## Record extracts
• • • • • • •

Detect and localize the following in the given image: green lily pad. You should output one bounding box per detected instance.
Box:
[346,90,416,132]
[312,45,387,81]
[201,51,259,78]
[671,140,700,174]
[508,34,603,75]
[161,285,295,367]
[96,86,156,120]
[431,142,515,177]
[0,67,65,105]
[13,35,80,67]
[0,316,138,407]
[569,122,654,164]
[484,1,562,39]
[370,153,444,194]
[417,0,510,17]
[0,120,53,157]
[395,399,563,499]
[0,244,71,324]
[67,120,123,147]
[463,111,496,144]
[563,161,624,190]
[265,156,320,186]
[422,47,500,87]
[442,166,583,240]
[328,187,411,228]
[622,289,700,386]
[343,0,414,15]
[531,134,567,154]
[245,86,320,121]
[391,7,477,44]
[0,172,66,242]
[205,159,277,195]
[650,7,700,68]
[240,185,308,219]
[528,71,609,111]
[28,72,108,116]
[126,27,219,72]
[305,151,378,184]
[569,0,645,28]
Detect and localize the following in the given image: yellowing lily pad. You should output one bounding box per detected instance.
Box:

• • • • • • •

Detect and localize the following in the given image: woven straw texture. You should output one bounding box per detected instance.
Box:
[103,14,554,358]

• • • • • • •

## Requirement
If a line in the entries contains the word "should", copy that line out.

## The completed task
Detect and localize the following in the given image: green lily pad. You should output one bounding box per detected instance.
Detect and localize the following in the given image: yellowing lily pad. You should output one bounding box per detected instance.
Detect and localize the following in the given image: woven straw texture. You should output one bounding box per detected instance.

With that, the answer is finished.